EXERCISE TASKS:
1. Translate this sentence from the autofocus text into Spanish: "I use an 'original' 2018 Z6 FW 3.40 alongside a 2021 Z7II FW 1.40, and in real world shooting conditions despite the difference in AF points don't see any discrepancies in the Eye AF performance of both camera's."
2. Answer these questions using the autofocus text:
(a) Which firmware version does the 2021 Z7II run?
(b) What option was dialed in to speed up AF performance?
(c) Which camera's single point AF was the writer's ideal choice?
3. Reproduce the autofocus text from "I use an 'original'" up to and including "the spot intended.".

SELECTED TEXT:
——————————
I use an 'original' 2018 Z6 FW 3.40 alongside a 2021 Z7II FW 1.40, and in real world shooting conditions despite the difference in AF points don't see any discrepancies in the Eye AF performance of both camera's.
I must note though that, to speed up the AF performance I have dialed in the '1/2' option in cutums setting A5, which makes the camera to have less AF points to select from while deciding what to focus on (hwn using an automated AF mode)

That said, I find that if you don't use the AF in some kind of automated AF mode, the abudance of AF points is a bit of a pain, since, as a single AF point is extremely small, it demands extreme precision to place it exactly on the spot intended.

In that regard for me the last version of single point AF in the F90X really was my ideal choice: you just needed to aim the single, large, center positioned, on the subject and it would get the job done.
——————————
STORED ROWS:
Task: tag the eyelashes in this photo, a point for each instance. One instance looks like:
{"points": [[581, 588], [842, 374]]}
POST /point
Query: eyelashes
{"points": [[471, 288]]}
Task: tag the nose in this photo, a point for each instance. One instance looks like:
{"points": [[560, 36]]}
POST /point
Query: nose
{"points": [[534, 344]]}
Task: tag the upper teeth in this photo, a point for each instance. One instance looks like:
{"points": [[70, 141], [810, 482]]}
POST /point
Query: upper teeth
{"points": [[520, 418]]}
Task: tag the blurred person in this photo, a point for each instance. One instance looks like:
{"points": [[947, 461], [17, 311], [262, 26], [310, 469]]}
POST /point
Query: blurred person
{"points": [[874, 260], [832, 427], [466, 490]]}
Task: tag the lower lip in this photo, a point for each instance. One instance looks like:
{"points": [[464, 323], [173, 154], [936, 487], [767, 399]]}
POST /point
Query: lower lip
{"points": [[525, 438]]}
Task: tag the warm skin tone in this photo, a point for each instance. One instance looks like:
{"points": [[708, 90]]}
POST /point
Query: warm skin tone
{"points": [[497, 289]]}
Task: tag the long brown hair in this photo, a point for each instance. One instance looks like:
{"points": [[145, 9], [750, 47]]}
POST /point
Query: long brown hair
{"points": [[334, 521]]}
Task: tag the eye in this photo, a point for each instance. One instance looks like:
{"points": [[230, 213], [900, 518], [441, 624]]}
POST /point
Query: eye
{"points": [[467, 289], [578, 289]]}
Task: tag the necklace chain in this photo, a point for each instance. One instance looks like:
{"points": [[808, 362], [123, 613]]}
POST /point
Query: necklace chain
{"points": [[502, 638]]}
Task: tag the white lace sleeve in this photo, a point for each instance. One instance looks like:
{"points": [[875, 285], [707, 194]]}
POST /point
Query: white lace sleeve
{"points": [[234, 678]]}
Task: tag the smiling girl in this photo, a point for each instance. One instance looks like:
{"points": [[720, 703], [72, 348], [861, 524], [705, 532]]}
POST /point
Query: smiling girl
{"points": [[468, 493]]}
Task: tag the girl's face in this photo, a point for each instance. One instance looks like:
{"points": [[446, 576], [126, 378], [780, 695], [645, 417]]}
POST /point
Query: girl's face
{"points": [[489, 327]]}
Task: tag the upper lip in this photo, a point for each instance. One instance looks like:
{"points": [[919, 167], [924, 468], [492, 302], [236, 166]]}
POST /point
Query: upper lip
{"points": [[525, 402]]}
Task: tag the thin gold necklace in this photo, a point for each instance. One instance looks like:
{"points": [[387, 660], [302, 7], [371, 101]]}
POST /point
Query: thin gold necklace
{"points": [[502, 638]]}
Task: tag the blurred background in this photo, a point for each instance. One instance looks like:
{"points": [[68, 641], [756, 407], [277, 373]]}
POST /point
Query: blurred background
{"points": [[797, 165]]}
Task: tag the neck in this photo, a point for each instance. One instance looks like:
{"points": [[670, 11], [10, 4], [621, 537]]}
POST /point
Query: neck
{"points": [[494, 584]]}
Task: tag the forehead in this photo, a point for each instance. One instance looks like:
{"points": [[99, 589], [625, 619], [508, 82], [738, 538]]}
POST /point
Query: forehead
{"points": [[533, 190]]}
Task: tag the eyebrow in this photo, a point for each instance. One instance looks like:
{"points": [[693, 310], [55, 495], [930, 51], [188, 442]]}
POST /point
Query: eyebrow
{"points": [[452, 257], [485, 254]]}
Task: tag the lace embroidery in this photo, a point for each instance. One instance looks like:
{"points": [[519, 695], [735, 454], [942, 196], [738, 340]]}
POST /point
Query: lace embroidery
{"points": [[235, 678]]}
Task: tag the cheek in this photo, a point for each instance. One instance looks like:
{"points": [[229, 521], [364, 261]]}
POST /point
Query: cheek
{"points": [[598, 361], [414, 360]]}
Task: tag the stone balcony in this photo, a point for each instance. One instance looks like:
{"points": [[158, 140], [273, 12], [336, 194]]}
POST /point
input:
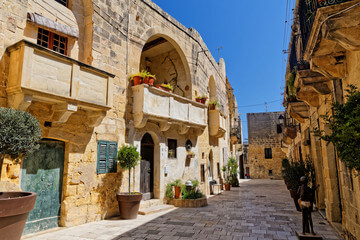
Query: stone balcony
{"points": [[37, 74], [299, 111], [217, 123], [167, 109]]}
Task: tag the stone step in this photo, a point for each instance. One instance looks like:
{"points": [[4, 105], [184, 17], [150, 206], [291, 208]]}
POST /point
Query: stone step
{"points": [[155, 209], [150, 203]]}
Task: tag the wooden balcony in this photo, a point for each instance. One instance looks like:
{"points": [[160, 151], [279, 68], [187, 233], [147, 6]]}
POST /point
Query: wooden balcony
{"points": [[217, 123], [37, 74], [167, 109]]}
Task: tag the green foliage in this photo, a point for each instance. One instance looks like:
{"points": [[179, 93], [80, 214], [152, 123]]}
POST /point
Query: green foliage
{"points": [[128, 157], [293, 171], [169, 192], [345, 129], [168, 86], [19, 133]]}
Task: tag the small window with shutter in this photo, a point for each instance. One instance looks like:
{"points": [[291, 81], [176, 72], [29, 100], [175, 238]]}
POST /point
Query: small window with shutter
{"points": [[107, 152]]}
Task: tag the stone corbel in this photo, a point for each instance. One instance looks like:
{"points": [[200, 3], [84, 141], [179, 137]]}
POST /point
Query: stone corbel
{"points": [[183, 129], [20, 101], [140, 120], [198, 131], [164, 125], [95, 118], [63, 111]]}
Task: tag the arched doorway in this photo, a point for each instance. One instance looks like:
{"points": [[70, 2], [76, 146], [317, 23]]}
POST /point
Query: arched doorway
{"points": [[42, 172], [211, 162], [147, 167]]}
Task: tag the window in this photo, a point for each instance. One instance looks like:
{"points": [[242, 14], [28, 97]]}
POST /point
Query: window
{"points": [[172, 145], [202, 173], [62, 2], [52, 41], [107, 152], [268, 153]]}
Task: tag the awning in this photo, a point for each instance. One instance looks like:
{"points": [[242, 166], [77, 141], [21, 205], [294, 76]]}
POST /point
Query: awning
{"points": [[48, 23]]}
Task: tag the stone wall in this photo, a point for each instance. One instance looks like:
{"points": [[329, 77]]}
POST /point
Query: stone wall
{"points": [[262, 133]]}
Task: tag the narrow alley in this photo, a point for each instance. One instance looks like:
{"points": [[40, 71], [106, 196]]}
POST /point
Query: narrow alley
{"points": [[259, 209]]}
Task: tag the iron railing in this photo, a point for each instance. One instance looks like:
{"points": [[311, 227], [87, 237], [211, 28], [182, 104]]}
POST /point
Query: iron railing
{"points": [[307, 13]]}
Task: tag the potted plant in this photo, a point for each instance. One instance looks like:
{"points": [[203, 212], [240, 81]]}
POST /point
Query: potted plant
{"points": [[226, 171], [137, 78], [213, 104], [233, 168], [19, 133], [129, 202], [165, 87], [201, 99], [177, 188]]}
——————————
ANSWERS TO EACH TASK:
1. Uso una Z6 «original» de 2018 con FW 3.40 junto a una Z7II de 2021 con FW 1.40 y, en condiciones reales de disparo, a pesar de la diferencia en los puntos de AF, no veo ninguna discrepancia en el rendimiento del AF ocular de ambas cámaras.

2.
(a) FW 1.40
(b) The '1/2' option
(c) The F90X

3.
I use an 'original' 2018 Z6 FW 3.40 alongside a 2021 Z7II FW 1.40, and in real world shooting conditions despite the difference in AF points don't see any discrepancies in the Eye AF performance of both camera's.
I must note though that, to speed up the AF performance I have dialed in the '1/2' option in cutums setting A5, which makes the camera to have less AF points to select from while deciding what to focus on (hwn using an automated AF mode)

That said, I find that if you don't use the AF in some kind of automated AF mode, the abudance of AF points is a bit of a pain, since, as a single AF point is extremely small, it demands extreme precision to place it exactly on the spot intended.